Input for this task ::
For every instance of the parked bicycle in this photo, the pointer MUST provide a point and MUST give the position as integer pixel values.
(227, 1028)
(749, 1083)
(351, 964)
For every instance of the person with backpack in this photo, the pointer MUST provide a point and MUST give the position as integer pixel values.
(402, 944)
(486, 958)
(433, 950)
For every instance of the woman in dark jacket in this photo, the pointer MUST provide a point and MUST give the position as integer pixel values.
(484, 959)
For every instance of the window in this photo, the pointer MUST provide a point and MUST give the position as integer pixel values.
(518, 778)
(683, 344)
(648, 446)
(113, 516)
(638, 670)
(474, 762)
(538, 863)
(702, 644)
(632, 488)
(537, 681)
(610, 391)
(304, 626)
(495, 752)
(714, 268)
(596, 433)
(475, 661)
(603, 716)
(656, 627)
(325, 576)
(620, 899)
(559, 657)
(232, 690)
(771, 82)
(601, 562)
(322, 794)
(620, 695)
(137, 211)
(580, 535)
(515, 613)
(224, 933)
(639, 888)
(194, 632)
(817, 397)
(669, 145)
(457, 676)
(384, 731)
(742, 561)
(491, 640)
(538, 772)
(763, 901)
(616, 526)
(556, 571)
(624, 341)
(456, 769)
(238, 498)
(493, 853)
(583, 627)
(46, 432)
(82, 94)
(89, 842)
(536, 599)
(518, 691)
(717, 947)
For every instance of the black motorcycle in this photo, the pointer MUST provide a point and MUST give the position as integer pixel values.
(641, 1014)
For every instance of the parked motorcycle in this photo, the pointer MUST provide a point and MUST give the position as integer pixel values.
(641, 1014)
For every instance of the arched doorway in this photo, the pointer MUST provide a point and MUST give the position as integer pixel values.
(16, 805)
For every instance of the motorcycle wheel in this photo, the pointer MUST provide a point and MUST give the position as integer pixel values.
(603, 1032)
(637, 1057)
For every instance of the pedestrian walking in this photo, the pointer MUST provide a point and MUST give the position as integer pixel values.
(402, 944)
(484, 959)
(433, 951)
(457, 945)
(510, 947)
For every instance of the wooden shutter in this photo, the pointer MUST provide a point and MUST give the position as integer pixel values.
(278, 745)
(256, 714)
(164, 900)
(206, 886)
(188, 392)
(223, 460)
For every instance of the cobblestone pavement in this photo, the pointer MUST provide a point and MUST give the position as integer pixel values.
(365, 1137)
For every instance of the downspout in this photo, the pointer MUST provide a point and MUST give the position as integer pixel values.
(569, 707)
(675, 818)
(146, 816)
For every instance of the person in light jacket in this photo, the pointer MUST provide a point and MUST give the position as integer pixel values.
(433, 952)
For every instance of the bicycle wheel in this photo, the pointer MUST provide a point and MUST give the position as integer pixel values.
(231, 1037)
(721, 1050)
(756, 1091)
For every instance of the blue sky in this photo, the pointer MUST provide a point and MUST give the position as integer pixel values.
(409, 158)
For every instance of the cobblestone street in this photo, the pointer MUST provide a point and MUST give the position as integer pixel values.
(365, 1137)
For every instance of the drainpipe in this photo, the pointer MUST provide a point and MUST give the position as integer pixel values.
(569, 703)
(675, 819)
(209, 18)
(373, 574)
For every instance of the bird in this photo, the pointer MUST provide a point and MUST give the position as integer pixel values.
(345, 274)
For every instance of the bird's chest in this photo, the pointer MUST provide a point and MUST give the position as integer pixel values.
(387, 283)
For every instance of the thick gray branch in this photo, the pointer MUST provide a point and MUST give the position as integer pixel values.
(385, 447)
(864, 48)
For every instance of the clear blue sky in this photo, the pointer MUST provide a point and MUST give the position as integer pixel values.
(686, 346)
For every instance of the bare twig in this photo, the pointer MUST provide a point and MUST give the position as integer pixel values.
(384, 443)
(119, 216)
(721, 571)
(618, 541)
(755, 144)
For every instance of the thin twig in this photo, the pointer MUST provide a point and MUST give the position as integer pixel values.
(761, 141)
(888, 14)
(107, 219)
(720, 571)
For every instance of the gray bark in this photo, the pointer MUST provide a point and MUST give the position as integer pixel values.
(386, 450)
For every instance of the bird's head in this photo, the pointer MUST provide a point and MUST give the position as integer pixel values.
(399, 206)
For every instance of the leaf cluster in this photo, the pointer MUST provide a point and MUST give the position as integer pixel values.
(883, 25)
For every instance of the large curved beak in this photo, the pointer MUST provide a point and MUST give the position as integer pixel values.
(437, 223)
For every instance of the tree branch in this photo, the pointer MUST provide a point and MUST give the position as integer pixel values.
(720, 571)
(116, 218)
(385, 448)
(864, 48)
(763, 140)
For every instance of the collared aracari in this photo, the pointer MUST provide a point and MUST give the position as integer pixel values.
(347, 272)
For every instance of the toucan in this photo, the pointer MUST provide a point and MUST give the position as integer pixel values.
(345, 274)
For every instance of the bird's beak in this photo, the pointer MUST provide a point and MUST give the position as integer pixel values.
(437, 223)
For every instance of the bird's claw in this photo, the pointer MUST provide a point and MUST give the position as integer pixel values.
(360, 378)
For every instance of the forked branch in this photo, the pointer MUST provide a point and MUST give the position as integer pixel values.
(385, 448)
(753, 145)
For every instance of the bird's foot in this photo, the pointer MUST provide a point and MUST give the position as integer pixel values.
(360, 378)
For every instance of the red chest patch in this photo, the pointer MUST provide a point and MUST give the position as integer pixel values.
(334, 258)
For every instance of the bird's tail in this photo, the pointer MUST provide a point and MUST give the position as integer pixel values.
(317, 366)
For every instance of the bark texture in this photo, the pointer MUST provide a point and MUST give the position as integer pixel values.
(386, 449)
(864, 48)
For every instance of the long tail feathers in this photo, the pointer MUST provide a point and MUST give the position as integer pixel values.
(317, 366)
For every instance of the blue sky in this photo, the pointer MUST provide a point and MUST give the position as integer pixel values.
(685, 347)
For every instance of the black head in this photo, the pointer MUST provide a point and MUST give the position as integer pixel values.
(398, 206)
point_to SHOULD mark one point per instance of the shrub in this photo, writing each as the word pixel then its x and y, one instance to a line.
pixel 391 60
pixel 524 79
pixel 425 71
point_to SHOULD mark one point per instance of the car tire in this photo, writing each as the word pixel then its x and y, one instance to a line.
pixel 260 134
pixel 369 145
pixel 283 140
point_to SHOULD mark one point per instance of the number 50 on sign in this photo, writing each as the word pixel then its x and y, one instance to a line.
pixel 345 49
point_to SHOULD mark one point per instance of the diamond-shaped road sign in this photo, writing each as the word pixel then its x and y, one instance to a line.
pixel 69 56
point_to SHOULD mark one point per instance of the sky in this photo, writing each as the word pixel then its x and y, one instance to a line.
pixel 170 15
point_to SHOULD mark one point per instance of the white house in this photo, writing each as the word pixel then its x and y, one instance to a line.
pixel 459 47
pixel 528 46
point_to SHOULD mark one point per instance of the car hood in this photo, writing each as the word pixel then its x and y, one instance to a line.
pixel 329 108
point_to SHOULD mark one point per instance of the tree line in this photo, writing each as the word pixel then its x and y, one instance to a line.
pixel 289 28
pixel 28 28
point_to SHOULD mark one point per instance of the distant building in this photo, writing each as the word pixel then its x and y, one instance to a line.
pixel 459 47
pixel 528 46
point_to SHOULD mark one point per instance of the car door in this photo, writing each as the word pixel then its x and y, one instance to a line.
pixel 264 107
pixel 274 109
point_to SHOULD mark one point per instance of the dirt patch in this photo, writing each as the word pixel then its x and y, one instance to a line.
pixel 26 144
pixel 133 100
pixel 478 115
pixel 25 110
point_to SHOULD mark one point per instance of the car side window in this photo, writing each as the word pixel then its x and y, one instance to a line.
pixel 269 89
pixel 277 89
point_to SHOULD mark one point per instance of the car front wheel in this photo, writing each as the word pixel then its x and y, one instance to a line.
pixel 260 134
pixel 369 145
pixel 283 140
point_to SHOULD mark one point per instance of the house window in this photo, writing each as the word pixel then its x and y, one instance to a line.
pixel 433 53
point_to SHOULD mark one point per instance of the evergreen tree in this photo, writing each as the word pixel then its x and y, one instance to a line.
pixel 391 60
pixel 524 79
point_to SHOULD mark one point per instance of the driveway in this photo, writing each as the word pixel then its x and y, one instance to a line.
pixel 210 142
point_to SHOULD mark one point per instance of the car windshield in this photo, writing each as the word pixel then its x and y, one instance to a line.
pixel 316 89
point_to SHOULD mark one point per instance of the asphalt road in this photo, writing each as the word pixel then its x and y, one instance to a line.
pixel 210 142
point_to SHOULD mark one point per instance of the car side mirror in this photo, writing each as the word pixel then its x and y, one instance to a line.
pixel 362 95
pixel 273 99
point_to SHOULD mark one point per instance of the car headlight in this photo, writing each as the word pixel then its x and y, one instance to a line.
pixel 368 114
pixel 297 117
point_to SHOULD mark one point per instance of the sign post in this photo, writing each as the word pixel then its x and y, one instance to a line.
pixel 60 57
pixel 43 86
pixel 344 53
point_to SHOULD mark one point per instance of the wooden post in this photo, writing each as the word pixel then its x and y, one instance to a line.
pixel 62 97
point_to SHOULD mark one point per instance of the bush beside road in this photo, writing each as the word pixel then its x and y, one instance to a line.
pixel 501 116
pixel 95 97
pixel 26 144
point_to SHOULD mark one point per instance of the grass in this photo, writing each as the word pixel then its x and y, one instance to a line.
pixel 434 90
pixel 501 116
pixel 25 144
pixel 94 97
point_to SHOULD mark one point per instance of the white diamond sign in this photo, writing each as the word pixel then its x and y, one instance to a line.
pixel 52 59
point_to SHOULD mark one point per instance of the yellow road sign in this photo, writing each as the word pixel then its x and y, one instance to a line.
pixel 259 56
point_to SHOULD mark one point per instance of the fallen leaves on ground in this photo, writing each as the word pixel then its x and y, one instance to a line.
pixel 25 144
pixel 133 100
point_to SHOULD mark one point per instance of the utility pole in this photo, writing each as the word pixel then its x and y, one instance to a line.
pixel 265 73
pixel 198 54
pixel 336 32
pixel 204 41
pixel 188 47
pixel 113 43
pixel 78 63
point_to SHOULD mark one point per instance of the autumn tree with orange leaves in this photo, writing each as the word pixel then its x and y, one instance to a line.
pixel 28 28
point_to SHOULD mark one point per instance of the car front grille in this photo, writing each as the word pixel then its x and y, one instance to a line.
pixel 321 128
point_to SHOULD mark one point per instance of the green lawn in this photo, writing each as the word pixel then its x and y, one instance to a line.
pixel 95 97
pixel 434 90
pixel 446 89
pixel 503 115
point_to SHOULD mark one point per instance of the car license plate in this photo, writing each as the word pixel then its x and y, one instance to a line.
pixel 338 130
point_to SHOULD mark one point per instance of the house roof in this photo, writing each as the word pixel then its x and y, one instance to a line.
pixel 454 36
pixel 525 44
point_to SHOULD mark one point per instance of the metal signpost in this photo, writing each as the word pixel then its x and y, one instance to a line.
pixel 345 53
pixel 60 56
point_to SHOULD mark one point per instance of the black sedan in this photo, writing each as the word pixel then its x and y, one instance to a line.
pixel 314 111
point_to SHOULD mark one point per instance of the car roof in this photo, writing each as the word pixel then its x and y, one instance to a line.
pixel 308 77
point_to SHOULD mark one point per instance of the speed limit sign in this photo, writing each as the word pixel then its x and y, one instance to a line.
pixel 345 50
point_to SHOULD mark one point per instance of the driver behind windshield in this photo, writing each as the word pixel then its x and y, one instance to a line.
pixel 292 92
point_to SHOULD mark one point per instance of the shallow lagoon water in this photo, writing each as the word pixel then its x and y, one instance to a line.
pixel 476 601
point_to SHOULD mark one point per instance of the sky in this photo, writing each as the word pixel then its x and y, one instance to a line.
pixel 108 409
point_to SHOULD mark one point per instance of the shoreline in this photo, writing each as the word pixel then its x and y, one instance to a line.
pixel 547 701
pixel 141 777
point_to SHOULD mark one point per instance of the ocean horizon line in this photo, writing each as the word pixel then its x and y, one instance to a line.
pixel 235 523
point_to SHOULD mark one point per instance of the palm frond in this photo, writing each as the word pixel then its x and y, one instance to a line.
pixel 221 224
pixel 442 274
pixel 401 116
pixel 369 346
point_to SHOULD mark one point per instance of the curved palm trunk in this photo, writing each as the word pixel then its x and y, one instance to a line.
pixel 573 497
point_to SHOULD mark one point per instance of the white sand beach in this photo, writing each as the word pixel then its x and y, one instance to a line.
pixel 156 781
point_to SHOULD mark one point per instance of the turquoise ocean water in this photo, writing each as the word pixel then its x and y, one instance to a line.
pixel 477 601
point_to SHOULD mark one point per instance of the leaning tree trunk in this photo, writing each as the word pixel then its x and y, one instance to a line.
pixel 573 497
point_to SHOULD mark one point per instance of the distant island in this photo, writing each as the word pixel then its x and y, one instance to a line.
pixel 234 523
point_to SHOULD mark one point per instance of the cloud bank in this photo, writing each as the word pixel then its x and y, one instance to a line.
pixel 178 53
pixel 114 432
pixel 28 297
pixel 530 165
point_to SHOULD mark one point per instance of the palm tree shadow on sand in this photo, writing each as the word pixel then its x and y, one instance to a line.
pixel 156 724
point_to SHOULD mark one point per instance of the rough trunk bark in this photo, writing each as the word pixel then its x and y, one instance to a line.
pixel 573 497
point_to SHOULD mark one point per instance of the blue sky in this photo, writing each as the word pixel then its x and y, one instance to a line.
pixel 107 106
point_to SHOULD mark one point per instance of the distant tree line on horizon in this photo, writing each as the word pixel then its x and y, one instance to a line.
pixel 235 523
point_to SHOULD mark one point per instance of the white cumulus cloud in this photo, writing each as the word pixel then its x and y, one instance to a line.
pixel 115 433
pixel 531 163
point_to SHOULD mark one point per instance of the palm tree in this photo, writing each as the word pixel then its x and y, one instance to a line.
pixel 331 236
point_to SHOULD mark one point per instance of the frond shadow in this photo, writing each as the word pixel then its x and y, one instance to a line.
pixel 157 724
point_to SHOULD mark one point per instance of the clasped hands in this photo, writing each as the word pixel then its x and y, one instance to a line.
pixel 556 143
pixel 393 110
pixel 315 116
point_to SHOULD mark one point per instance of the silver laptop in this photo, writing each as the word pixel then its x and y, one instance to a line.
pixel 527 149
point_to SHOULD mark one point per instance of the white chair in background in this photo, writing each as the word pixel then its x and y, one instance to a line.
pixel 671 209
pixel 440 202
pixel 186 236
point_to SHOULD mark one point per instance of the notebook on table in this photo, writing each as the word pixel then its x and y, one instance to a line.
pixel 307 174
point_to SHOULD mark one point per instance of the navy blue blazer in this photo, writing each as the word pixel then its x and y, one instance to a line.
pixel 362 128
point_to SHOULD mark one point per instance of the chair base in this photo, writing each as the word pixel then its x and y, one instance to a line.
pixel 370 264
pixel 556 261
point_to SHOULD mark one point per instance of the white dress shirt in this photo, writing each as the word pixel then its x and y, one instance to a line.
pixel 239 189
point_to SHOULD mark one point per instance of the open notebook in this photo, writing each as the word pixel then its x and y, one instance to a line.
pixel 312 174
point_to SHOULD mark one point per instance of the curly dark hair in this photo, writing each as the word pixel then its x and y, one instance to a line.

What the task requires :: All lines from the one containing "point_to SHOULD mark one point per instance of the chair" to the end of the records, both ends included, should be printed exactly and on their own.

Task response ::
point_to SHOULD mark one point per instance of the chair base in this photo, writing each as the word pixel then its x and y, one instance to a line.
pixel 370 264
pixel 556 261
point_to SHOULD mark one point per instance of the white dress shirt in this photo, writing each as the word pixel then its x and y, one instance to a line.
pixel 239 189
point_to SHOULD mark one point per instance of the open notebook in this photo, writing each as the word pixel then its x and y, one instance to a line.
pixel 312 174
point_to SHOULD mark one point per instance of the curly dark hair in this photo, writing each as the word pixel then its x and y, one instance to a line.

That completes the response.